§ **Fragmento del documento**:
-*-*-
Libros catódicos del corto verano

Una editorial utiliza el término de catódico como reclamo para vender mejor a un autor de su cuadra. Leído el libro —imaginativo, evocador, triste sin remedio, instructivo, con un poquito de mala fe: La última lágrima, de Stefano Benni—, el apelativo sigue su operación de rumia en el cerebro. ¿Por qué llaman catódico a Benni? Desde hace bastantes años ya, catódico quiere decir televisivo, por las excelencias del “tubo catódico” que da ilusión de sueño a la caja tonta.

El primer relato —La última lágrima es un libro de relatos, lo que se adecua al ritmo veraniego de raciones cortas, entre baño y baño o entre siesta y siesta, pero también a la atención inatenta con la que miramos la televisión— refiere una ejecución en directo seguida desde el tresillo familiar por la familia del reo. Benni publicó su cuento en 1994. En este año de 2001, la realidad le ha quitado a Benni el privilegio de imaginar disparates. Una ejecución se ha transmitido en directo —y ¡cuántos problemas plantea el directo! — en Estados Unidos como si fuera un partido de fútbol. Benni no sólo predijo los disparates de la televisión sino que, como era su obligación, se burló también antes que otros de la cultura televisiva.

Hay en el libro un niño que es declarado alumno pésimo porque se niega a consumir su ración diaria de programas y que ignora datos históricos tan esenciales como la fecha de emisión del primer “talk show”. Los concursos, algunos supuestamente culturales, de que se nutre gran parte de la programación de las emisoras de radio y televisión en España y fuera de España tienen un nivel mental muy inferior: esos millonarios que promueve Carlos Sobera, que parece encontrar las preguntas tan raras como sus concursantes, pero que, experto ya, acaba de publicar un libro, “asesorado por lingüistas” sobre los errores más frecuentes del español; esa pregunta sobre qué es un “zeugma” que lanzaba una noche en antena Ramón García (acentuando el palabro en la “u” como quien se sienta en el descansillo de una escalera buscando un piso a oscuras). Hasta la lección tercera o cuarta de Retórica, no es imprescindible conocer el significado de “zeugma”, pero en las primeras competencias de presentador público se debería incluir la de saber leer correctamente.

Lo peor —o lo más divertido, como se quiera— de la cultura catódica es que suele inferirse que, cuando se tiene, puede decirse de ella que eso es todo lo que hay. Benni trata —a su manera— de la comercialización de las librerías en un cuento terrorífico que recuerda al del corazón asesino de Poe, y que podría aplicarse al esfuerzo de “adaptación” comercial que realizan hoy muchas empresas de libros.
-*-*-
§ **Extractos de datos**:

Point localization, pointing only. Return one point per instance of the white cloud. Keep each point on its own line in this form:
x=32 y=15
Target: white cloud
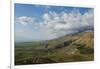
x=24 y=20
x=55 y=25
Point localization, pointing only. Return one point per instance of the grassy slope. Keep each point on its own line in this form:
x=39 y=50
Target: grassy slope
x=78 y=48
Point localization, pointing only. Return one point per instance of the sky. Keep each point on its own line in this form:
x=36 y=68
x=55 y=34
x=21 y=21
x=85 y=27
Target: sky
x=45 y=22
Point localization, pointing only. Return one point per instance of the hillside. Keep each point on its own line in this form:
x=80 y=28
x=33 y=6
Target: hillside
x=69 y=48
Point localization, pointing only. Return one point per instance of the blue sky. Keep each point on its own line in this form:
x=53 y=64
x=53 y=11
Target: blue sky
x=32 y=18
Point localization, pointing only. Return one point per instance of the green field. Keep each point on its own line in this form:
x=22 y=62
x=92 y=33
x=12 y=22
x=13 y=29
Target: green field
x=71 y=48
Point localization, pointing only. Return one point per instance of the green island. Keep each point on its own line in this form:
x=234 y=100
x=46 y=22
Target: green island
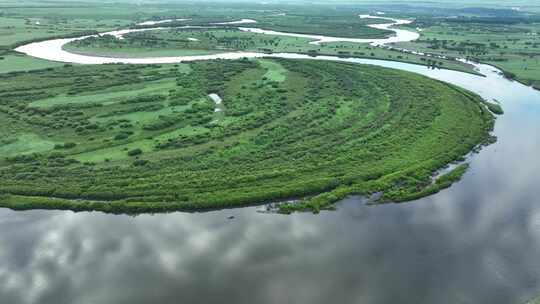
-*-*-
§ **Qué se pide**: Enumera todas las personas que el fragmento del documento menciona por su nombre. Recurre únicamente al fragmento del documento, no al listado.

§ **Respuesta**: Stefano Benni, Carlos Sobera, Ramón García, Poe